[Point annotation records]
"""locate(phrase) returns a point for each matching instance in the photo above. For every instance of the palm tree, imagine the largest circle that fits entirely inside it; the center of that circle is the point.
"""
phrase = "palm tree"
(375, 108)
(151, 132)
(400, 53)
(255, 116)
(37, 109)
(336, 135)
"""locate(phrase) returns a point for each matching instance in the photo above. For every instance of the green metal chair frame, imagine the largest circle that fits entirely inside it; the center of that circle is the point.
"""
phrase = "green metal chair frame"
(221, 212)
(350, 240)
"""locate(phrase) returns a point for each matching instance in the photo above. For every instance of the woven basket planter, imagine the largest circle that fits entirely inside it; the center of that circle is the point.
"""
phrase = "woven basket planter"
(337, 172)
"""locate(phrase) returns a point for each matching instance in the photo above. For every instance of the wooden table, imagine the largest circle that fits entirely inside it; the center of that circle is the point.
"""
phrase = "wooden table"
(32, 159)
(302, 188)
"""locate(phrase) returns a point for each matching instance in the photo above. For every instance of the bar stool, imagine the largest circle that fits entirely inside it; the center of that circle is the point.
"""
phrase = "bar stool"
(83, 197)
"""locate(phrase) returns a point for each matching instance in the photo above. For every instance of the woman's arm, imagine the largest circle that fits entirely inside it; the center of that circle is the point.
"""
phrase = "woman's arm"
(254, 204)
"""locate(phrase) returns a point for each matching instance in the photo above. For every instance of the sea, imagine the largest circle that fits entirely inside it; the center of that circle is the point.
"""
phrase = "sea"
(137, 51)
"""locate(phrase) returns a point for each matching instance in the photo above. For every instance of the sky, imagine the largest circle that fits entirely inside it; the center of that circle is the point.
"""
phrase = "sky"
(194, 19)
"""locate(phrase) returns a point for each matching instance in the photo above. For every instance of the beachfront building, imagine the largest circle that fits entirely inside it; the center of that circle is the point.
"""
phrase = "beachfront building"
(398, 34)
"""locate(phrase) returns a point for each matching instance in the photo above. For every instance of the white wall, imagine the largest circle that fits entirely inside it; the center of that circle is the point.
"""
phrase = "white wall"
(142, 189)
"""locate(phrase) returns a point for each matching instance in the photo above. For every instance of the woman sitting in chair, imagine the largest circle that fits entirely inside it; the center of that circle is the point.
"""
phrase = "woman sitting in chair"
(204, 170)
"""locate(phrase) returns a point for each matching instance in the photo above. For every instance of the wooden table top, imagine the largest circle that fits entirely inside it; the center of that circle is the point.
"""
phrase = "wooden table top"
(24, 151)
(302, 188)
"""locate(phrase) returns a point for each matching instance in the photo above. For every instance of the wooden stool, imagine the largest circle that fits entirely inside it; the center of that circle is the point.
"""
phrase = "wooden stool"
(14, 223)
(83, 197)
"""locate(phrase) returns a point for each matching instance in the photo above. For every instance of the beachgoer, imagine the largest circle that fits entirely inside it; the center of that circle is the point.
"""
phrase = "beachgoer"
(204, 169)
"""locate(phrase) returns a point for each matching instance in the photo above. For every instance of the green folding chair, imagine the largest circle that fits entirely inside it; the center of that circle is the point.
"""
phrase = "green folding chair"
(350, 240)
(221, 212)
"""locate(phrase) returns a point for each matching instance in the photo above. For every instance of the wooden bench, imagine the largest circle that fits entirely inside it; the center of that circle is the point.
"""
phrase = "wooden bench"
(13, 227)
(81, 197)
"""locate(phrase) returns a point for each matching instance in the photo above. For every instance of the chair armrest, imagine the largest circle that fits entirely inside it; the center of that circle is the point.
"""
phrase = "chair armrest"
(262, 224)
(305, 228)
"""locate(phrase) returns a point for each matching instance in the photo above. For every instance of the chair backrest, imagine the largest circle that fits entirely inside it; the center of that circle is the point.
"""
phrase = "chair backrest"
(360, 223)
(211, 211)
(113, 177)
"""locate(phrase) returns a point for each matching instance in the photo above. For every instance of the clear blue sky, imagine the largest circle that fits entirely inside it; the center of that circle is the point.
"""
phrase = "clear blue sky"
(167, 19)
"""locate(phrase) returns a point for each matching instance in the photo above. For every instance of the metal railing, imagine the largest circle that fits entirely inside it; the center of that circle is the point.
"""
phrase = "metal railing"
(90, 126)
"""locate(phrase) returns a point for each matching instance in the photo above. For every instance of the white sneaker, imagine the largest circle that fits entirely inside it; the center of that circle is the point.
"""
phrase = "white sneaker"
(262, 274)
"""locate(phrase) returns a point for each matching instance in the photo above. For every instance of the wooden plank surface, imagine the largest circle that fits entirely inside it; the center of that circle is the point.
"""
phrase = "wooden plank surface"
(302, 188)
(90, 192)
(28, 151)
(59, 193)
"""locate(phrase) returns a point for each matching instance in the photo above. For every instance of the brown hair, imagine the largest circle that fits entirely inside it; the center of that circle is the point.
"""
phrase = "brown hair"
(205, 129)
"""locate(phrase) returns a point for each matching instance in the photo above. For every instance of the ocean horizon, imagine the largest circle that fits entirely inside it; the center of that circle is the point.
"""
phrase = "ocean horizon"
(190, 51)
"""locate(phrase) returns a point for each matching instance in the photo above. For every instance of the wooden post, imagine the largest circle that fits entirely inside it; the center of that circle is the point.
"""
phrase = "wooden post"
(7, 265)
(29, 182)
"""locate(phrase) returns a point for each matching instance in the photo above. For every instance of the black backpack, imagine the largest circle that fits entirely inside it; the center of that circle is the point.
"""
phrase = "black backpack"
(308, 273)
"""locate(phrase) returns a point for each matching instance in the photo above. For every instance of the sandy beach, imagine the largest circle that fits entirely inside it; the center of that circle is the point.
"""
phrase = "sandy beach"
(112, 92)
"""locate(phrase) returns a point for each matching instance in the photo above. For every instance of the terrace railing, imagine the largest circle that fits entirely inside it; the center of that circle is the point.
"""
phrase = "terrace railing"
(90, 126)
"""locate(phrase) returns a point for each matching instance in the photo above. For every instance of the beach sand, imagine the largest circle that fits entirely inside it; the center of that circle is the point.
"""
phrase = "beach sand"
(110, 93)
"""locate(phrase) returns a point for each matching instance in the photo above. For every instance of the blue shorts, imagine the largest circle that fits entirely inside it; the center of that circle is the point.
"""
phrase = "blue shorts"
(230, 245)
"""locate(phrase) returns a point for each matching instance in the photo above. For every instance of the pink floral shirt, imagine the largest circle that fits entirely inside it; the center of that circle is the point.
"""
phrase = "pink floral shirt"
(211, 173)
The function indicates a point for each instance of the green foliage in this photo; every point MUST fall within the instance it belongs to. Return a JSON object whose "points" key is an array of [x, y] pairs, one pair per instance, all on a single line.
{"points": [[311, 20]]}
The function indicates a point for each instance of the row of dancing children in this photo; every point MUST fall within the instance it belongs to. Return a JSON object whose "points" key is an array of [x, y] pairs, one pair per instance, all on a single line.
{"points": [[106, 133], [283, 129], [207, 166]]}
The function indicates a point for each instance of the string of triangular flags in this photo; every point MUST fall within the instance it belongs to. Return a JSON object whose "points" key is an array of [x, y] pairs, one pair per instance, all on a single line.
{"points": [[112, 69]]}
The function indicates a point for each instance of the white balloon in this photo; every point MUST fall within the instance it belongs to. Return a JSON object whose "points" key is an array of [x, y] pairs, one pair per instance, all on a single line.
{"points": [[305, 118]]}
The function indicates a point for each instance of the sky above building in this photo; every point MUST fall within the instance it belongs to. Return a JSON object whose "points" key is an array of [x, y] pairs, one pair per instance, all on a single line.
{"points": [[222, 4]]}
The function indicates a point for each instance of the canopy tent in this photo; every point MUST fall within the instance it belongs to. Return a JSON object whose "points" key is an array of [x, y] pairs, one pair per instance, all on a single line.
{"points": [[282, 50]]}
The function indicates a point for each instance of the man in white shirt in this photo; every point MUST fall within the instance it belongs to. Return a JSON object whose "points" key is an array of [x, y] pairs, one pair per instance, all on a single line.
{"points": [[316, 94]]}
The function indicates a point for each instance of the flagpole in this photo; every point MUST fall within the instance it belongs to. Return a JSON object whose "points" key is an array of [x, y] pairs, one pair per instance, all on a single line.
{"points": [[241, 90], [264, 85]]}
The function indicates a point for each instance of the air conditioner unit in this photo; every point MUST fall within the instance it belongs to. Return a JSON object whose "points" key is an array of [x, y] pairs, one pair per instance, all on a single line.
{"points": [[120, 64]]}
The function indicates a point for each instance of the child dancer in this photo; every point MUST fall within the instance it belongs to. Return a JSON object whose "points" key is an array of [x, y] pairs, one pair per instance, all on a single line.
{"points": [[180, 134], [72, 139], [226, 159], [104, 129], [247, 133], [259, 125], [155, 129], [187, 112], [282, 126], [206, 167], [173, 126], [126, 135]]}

EXERCISE AIM
Locate the line that contains "The function indicates a point for each instance of the sky". Repeat it and every line after it, up to and including the final line, exactly.

TASK ANSWER
The function indicates a point for each instance of the sky above building in this photo; every point MUST fall within the instance it belongs to. Return a JSON object whose "points" key is an array of [x, y] pairs, one pair per instance, all on a single line.
{"points": [[222, 4]]}
The function indicates a point for each instance of the canopy tent in this photo; every point MUST fall within the instance it belongs to. Return a JSON object whose "points" key is an array of [x, y] pairs, one pair per instance, all on a single line.
{"points": [[282, 50]]}
The function indicates a point for each instance of the man in white shirt in this photo; every point MUST fall within the instance it belongs to. Return a JSON object whose "points" key is an array of [x, y] pairs, one pair per instance, all on a single line.
{"points": [[316, 94]]}
The function indicates a point for each instance of the flagpole in this photo; every point MUST fall within the instance it belongs to. Return a JSON object whose "points" key is an array of [x, y] pairs, one pair per instance, all on a single line.
{"points": [[241, 90], [264, 85]]}
The function indicates a point for each instance of the air conditioner unit in this photo; every point MUST fall within the instance it belongs to. Return a JSON object whose "points" key is an array of [x, y] pairs, one pair per instance, all on a single line.
{"points": [[120, 64]]}
The function indicates a point for each instance of the child dancer in this photo; every point MUST fall within the instance it belongs to. Return a JSON object whose "points" key is an array of [x, y] pairs, one pair per instance, all on a single line.
{"points": [[180, 134], [72, 139], [226, 159], [104, 129], [247, 133], [259, 125], [155, 129], [187, 112], [282, 126], [206, 167], [173, 126], [126, 135]]}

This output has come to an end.